◆ **WORK REQUEST**
Within the listing below, count the lines that have the string "stand". Answer with that number only.

◆ **TASK MATERIAL**
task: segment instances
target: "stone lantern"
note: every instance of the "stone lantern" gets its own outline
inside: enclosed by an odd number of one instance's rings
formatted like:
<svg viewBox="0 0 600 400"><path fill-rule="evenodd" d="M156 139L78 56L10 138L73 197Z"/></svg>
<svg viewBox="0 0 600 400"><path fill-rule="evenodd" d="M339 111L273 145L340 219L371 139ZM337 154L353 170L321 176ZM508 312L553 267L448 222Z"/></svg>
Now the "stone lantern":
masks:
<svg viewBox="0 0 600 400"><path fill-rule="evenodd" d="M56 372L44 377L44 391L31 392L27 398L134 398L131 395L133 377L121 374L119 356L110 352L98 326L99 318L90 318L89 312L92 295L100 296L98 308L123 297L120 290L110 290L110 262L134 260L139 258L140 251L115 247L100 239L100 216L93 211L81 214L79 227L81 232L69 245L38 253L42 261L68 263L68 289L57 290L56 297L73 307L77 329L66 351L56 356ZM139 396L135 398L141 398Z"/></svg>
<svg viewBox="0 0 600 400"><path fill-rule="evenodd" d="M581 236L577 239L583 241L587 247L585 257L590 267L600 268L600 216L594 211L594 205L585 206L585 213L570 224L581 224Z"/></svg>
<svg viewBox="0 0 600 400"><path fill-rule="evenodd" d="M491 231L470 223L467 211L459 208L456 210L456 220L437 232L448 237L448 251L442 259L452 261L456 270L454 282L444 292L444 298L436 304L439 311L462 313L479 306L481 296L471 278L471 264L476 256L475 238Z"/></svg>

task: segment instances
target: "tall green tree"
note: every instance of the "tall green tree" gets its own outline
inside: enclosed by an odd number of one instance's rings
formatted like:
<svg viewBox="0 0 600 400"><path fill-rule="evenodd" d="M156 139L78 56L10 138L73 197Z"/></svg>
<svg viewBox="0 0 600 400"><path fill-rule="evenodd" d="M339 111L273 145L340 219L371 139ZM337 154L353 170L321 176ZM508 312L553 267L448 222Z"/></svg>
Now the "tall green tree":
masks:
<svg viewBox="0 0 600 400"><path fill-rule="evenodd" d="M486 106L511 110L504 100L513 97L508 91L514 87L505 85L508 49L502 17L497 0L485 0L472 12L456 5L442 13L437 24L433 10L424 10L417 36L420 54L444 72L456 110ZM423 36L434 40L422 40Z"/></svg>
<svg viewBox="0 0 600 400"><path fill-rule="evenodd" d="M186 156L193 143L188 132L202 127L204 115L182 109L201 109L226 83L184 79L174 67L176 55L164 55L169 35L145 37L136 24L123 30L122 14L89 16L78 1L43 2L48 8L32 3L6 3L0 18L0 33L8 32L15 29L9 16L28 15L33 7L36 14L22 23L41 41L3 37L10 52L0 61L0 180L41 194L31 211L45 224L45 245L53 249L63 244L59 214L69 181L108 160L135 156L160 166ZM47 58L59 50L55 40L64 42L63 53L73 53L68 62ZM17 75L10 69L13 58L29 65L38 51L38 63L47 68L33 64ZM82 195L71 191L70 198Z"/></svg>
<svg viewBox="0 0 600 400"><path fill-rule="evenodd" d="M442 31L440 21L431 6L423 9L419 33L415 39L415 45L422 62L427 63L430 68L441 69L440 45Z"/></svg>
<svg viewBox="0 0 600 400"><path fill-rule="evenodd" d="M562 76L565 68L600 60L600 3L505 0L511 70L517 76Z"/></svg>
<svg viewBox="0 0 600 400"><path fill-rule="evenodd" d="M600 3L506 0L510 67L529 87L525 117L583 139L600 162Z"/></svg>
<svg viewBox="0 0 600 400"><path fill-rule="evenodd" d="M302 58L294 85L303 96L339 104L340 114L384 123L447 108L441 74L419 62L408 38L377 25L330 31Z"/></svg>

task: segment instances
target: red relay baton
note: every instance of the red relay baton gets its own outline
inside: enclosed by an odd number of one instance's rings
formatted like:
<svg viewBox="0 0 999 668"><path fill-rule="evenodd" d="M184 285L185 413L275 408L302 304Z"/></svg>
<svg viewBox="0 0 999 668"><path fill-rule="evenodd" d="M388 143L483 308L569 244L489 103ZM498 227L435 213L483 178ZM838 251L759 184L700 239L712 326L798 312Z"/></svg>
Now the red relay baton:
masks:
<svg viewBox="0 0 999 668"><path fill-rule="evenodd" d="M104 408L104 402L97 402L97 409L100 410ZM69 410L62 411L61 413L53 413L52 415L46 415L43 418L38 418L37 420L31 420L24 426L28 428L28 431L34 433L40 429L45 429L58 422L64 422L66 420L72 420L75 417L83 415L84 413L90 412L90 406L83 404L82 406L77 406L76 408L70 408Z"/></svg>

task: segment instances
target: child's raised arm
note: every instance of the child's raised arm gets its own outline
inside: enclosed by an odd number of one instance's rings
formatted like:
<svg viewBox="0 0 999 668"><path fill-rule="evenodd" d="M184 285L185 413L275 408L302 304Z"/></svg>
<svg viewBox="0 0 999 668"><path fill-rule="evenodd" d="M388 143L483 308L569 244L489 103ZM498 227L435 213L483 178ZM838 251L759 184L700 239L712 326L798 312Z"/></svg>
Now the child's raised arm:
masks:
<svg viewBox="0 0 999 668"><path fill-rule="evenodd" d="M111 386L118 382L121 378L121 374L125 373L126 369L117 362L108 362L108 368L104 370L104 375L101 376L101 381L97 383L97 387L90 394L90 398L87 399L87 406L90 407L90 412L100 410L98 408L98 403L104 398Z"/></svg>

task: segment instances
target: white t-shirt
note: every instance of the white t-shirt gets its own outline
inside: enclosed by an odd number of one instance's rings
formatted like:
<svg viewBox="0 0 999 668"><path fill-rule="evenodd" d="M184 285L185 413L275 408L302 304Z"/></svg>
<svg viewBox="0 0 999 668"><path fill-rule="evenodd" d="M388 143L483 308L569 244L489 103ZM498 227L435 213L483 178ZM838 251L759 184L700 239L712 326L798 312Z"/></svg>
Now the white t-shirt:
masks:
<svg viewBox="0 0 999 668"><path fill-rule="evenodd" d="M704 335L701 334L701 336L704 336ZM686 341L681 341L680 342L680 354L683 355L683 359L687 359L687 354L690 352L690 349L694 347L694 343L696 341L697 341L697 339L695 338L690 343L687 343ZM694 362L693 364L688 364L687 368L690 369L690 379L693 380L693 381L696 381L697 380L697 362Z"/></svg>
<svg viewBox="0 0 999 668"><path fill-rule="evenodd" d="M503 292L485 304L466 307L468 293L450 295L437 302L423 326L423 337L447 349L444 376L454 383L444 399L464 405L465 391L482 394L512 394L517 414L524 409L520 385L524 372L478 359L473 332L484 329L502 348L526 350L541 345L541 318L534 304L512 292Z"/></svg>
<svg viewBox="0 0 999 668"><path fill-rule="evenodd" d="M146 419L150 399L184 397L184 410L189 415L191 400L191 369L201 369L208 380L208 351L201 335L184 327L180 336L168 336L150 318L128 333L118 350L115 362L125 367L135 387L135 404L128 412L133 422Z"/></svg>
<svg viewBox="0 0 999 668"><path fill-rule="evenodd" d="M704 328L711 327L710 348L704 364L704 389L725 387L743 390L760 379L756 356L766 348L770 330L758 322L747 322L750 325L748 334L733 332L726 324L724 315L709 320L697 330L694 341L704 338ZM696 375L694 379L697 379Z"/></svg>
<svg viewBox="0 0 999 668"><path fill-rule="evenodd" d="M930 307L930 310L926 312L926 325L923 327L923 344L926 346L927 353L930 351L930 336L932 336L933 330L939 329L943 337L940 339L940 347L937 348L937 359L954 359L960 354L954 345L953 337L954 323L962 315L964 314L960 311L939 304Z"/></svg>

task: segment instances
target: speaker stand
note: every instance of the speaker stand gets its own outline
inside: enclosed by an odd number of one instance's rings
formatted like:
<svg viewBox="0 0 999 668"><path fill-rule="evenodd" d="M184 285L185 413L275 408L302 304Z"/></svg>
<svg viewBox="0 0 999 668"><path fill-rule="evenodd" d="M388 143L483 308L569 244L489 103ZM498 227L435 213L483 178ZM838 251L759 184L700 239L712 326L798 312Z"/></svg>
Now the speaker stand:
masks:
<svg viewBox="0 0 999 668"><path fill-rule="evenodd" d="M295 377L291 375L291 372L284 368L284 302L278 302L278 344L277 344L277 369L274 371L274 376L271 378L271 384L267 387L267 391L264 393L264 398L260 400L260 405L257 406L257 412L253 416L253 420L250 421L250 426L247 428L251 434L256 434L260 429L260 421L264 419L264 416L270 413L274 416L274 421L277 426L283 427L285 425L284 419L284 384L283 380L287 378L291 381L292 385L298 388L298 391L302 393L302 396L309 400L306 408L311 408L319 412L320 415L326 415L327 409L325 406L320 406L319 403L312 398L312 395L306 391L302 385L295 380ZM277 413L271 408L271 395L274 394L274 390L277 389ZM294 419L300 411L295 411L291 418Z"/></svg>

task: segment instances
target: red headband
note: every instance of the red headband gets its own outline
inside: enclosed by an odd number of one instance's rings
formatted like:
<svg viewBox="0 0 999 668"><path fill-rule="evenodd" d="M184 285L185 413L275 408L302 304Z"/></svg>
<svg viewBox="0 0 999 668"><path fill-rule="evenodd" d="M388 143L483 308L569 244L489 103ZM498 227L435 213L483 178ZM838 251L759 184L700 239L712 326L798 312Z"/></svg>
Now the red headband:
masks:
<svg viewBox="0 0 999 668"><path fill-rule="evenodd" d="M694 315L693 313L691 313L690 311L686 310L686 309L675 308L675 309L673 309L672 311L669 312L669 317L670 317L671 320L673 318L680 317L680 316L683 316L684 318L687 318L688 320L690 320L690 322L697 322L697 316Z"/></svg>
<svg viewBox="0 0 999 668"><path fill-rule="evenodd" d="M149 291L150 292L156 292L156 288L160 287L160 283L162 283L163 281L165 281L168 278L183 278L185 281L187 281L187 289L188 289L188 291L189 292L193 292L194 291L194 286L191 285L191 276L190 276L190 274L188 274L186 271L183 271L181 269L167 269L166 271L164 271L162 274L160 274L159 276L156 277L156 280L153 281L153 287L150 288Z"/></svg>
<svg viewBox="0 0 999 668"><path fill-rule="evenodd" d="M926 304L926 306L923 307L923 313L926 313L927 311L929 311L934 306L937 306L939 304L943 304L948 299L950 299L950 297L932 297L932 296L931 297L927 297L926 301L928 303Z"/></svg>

◆ **RESULT OF THIS TASK**
3